**WHAT YOU HAVE TO DO**
Give again only the lines from the line that holds "Target: man in tan shirt" to the end of the data, inclusive, omitting all pictures.

**DATA**
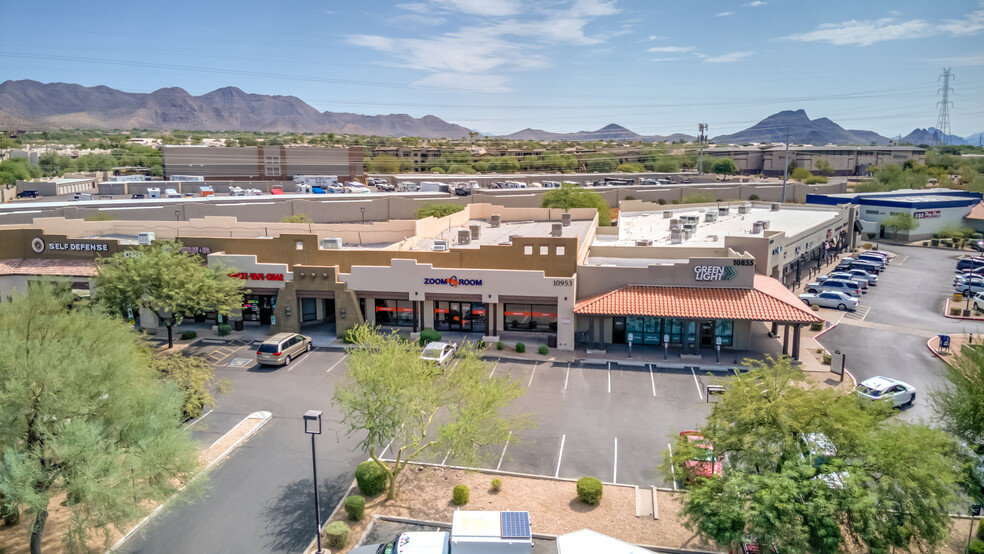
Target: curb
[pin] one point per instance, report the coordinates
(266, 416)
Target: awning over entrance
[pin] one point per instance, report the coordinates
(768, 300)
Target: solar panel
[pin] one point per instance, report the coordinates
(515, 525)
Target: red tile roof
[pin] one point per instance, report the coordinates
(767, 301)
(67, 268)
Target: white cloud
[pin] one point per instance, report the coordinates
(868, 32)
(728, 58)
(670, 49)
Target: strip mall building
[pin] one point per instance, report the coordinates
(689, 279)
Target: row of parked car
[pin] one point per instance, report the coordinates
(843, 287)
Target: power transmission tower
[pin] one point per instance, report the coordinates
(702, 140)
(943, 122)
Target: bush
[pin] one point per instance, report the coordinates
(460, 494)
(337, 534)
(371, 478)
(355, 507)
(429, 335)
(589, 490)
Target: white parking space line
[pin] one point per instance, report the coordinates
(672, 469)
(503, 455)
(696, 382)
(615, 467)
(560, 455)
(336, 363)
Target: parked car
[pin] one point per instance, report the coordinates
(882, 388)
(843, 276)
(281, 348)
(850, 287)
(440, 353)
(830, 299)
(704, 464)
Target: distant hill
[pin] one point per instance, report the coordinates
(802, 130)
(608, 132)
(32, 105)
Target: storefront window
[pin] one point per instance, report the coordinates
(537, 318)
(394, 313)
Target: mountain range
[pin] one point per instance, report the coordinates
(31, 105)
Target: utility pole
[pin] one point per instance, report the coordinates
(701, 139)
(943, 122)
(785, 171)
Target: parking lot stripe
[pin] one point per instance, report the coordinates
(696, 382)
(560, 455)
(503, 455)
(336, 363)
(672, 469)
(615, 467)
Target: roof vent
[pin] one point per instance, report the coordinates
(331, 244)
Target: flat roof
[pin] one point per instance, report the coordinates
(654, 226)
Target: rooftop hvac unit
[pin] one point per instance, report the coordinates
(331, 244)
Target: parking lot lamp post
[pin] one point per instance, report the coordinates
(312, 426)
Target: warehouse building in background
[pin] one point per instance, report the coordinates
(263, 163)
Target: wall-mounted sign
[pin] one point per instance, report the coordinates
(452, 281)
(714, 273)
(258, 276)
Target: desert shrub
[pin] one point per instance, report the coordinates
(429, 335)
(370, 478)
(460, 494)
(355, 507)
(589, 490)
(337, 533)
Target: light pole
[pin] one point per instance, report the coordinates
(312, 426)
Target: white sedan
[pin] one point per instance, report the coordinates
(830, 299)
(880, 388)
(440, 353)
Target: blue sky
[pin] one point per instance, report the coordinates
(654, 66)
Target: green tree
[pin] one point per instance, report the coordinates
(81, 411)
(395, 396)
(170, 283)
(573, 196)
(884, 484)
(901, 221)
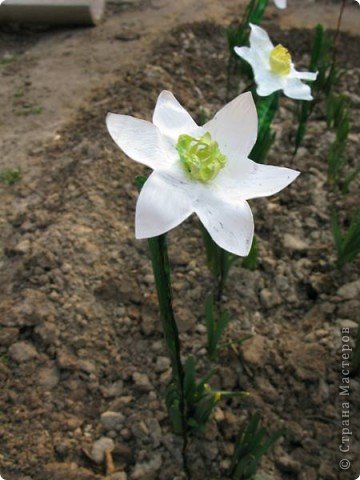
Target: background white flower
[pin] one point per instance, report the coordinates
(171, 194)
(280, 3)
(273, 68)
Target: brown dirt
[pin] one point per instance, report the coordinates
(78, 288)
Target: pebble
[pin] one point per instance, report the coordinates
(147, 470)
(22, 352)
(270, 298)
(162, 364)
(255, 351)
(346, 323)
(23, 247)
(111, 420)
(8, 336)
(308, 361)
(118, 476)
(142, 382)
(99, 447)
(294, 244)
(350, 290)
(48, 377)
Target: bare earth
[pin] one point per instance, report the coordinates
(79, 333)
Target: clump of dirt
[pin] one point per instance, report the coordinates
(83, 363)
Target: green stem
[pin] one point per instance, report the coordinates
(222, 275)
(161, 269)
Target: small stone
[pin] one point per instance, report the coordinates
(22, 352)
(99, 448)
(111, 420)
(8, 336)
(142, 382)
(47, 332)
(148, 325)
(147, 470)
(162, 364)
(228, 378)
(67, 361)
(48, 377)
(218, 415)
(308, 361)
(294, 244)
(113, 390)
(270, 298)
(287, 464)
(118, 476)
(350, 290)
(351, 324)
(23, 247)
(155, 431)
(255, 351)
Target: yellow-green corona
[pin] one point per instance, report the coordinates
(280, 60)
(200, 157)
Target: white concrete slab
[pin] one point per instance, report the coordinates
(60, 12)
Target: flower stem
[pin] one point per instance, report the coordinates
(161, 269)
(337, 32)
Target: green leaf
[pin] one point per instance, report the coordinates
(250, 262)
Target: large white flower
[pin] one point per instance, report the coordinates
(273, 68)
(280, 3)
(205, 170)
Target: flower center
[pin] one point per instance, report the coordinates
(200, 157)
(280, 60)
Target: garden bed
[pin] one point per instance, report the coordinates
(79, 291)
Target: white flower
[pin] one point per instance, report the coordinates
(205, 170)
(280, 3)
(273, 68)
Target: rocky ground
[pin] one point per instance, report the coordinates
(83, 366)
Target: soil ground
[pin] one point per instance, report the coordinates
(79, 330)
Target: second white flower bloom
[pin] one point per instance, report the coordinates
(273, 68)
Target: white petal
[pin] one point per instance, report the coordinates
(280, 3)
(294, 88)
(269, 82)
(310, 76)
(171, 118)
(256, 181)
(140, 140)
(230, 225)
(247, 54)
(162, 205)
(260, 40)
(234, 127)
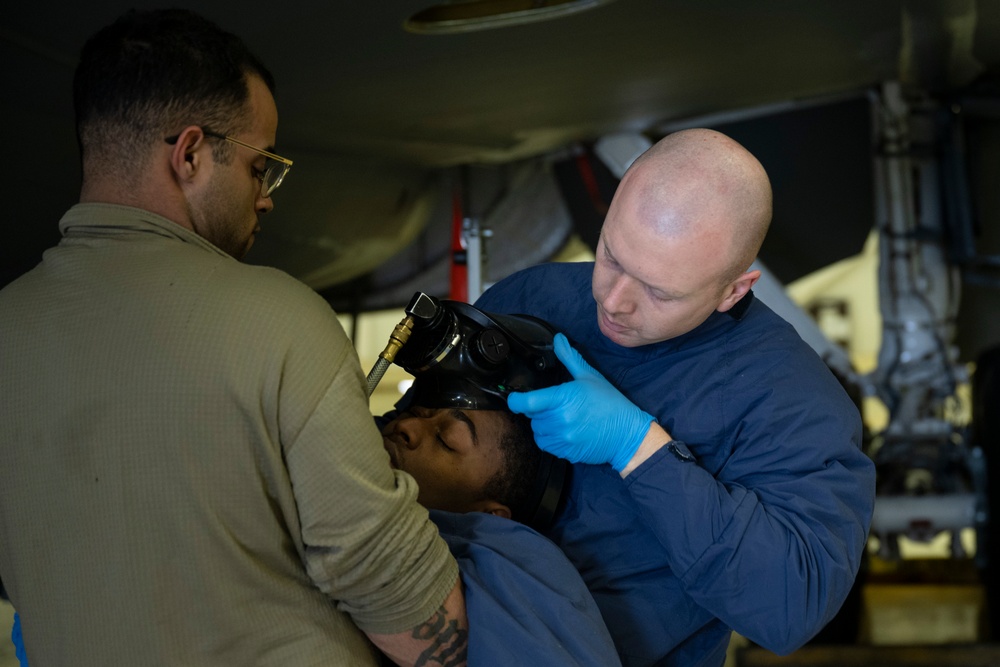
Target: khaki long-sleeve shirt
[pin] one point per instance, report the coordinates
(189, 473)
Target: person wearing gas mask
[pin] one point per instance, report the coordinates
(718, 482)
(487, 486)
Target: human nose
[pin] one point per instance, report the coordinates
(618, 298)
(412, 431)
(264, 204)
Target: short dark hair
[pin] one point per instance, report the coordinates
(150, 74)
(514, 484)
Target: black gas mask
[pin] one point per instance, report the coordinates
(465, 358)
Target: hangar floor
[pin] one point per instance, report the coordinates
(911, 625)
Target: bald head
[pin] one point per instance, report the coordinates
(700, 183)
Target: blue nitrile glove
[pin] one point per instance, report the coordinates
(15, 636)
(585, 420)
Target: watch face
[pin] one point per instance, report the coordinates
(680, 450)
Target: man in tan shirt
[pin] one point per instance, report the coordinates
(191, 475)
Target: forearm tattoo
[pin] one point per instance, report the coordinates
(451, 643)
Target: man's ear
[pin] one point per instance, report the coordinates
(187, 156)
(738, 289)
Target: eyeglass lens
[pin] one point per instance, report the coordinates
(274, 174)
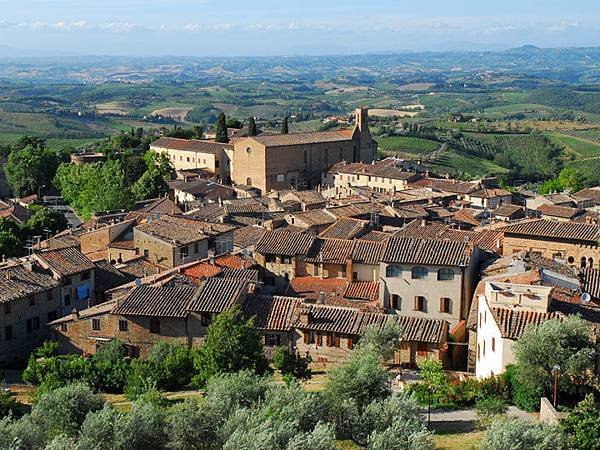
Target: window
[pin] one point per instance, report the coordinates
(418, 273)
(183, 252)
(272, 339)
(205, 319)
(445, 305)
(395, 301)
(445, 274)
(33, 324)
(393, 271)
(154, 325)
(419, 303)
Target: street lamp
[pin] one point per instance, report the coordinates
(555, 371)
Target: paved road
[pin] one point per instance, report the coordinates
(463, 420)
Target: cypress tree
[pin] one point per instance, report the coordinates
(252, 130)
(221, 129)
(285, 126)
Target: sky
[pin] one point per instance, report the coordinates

**ANSWER FOR THIS EXERCISE**
Target: man in tan shirt
[pin] one point per instance, report the coordinates
(191, 475)
Target: forearm tattoo
[pin] one point per instance, report the coordinates
(451, 643)
Target: man's ear
[pin] one point per instance, report the coordinates
(187, 156)
(738, 289)
Target: eyeglass lens
[pin] one point per instance, report the coordinates
(274, 174)
Target: window
[pin] one point per instance, report the coordinates
(418, 273)
(183, 252)
(272, 339)
(205, 319)
(445, 305)
(395, 301)
(445, 274)
(33, 324)
(393, 271)
(154, 325)
(419, 303)
Target: street lamp
[pin] one point per instance, report the coordinates
(555, 371)
Target: paved road
[pin] one point per instance, report the coordinates
(463, 420)
Target: cypress tree
[pin] one point per instance, report the coordinates
(252, 130)
(221, 129)
(285, 126)
Target: sky
[pin] one point per instance, report the coordinates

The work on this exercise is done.